Stored items:
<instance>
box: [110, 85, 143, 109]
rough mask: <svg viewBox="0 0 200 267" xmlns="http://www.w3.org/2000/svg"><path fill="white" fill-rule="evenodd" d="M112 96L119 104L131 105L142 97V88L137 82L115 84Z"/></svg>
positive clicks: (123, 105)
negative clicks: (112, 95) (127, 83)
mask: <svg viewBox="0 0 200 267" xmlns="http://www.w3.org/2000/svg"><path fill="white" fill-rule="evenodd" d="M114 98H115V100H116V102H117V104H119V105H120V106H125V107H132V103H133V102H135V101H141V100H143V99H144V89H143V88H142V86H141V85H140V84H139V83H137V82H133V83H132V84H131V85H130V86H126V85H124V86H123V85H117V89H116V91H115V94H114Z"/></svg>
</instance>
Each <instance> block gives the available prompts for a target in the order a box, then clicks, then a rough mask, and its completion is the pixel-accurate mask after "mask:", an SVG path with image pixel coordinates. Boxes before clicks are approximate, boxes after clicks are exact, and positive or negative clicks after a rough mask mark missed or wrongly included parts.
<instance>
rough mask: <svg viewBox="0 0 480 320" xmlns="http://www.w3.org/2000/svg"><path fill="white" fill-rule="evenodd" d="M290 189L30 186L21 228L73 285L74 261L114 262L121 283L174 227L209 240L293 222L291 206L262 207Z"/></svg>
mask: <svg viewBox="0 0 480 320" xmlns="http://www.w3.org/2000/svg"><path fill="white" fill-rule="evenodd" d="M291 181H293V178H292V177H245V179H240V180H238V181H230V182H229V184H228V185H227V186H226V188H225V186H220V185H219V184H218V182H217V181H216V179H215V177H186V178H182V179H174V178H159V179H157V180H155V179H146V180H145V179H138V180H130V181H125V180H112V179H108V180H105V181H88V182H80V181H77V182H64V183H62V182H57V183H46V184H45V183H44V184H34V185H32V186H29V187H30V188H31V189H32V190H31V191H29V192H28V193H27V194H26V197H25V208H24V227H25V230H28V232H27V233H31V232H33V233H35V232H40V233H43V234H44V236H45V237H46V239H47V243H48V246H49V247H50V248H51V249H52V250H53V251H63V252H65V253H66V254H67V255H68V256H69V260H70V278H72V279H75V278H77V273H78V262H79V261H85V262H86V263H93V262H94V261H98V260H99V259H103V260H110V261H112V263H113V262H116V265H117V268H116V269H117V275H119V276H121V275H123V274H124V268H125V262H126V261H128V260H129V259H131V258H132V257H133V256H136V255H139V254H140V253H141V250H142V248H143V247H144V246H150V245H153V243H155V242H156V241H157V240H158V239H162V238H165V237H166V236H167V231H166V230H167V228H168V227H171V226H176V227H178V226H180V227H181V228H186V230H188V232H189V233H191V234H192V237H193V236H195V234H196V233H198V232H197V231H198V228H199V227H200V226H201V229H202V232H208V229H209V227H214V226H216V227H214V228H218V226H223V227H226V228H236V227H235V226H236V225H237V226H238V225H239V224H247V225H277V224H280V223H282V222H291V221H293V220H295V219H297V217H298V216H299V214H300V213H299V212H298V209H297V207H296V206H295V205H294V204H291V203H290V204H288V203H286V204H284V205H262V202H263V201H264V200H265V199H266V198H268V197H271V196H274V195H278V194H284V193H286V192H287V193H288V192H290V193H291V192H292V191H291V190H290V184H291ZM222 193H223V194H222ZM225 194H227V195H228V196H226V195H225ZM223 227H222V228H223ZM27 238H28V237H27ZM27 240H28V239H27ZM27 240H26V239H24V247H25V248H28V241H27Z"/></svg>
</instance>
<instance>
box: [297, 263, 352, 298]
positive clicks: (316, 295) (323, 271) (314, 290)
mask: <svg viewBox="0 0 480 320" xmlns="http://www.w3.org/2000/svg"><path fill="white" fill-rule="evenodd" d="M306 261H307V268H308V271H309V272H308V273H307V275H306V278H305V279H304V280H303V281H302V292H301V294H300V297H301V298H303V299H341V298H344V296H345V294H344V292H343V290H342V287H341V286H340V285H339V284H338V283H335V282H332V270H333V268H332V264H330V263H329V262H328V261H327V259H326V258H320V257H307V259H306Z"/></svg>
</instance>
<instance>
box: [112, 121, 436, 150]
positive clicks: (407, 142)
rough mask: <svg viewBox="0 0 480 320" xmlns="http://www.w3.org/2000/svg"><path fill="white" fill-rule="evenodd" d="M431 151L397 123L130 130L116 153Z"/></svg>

_Task:_ Copy every entry exactly.

_Answer to this task:_
<instance>
box: [110, 85, 143, 109]
rough mask: <svg viewBox="0 0 200 267" xmlns="http://www.w3.org/2000/svg"><path fill="white" fill-rule="evenodd" d="M112 96L119 104L131 105L142 97V88L137 82L115 84Z"/></svg>
positive clicks: (123, 105)
negative clicks: (112, 95) (127, 83)
mask: <svg viewBox="0 0 200 267" xmlns="http://www.w3.org/2000/svg"><path fill="white" fill-rule="evenodd" d="M114 98H115V100H116V102H117V104H119V105H120V106H125V107H132V103H133V102H135V101H141V100H143V99H144V89H143V88H142V86H141V85H140V84H139V83H137V82H133V83H132V84H131V85H130V86H126V85H124V86H123V85H117V89H116V91H115V94H114Z"/></svg>
</instance>
Each <instance> block gives the available prompts for a target in the order a box, then clicks, then a rough mask, and its completion is the pixel-accurate mask after "mask:", an SVG path with image pixel coordinates. Boxes before clicks are approximate, boxes after clicks are exact, and positive or negative clicks after a rough mask mark missed or wrongly included parts.
<instance>
rough mask: <svg viewBox="0 0 480 320" xmlns="http://www.w3.org/2000/svg"><path fill="white" fill-rule="evenodd" d="M290 189L30 186L21 228L73 285L74 261L114 262L121 283L174 227L209 240L293 222L291 206L262 207Z"/></svg>
mask: <svg viewBox="0 0 480 320" xmlns="http://www.w3.org/2000/svg"><path fill="white" fill-rule="evenodd" d="M291 181H293V178H292V177H245V179H240V180H238V181H230V182H229V184H228V185H227V186H226V188H225V186H220V185H219V184H218V182H217V181H216V179H215V177H186V178H182V179H174V178H159V179H157V180H155V179H146V180H145V179H138V180H130V181H125V180H112V179H108V180H105V181H88V182H80V181H77V182H64V183H62V182H57V183H46V184H45V183H44V184H34V185H32V186H29V187H30V188H31V189H32V190H31V191H29V192H28V193H27V194H26V197H25V208H24V227H25V230H28V232H27V233H31V232H33V233H35V232H40V233H43V234H44V236H45V237H46V239H47V243H48V246H49V247H50V248H51V249H52V250H53V251H63V252H65V253H66V254H67V255H68V256H69V260H70V278H72V279H75V278H77V273H78V262H79V261H85V262H86V263H93V262H94V261H98V260H99V259H103V260H110V261H112V263H113V262H116V265H117V268H116V269H117V275H119V276H121V275H123V274H124V268H125V262H126V261H128V260H129V259H131V258H132V257H133V256H136V255H139V254H140V253H141V250H142V248H143V247H144V246H150V245H153V243H155V242H156V241H157V240H158V239H162V238H165V237H166V236H167V231H166V230H167V228H168V227H171V226H176V227H178V226H180V227H181V228H186V230H188V232H189V233H191V234H192V237H193V236H195V234H196V233H198V232H197V231H198V228H199V227H200V226H201V229H202V232H208V229H209V227H214V226H216V227H214V228H218V226H223V227H226V228H236V227H235V226H236V225H237V226H238V225H239V224H247V225H277V224H280V223H282V222H291V221H293V220H295V219H297V217H298V216H299V214H300V213H299V212H298V209H297V207H296V206H295V205H294V204H291V203H290V204H288V203H286V204H284V205H262V202H263V201H264V200H265V199H266V198H268V197H271V196H274V195H278V194H284V193H286V192H287V193H288V192H290V193H291V192H292V191H291V190H290V184H291ZM222 193H223V194H222ZM225 194H227V195H228V196H226V195H225ZM223 227H222V228H223ZM27 238H28V237H27ZM27 240H28V239H27ZM27 240H26V239H24V247H25V248H28V241H27Z"/></svg>
</instance>
<instance>
box: [297, 263, 352, 298]
positive clicks: (316, 295) (323, 271) (314, 290)
mask: <svg viewBox="0 0 480 320" xmlns="http://www.w3.org/2000/svg"><path fill="white" fill-rule="evenodd" d="M306 261H307V268H308V271H309V272H308V273H307V275H306V278H305V279H304V280H303V281H302V292H301V294H300V297H301V298H303V299H341V298H344V296H345V294H344V292H343V290H342V287H341V286H340V285H339V284H338V283H335V282H332V270H333V268H332V264H330V263H329V262H328V261H327V259H326V258H320V257H307V259H306Z"/></svg>
</instance>
<instance>
box: [112, 121, 436, 150]
positive clicks: (407, 142)
rough mask: <svg viewBox="0 0 480 320" xmlns="http://www.w3.org/2000/svg"><path fill="white" fill-rule="evenodd" d="M431 151L397 123L130 130L116 153Z"/></svg>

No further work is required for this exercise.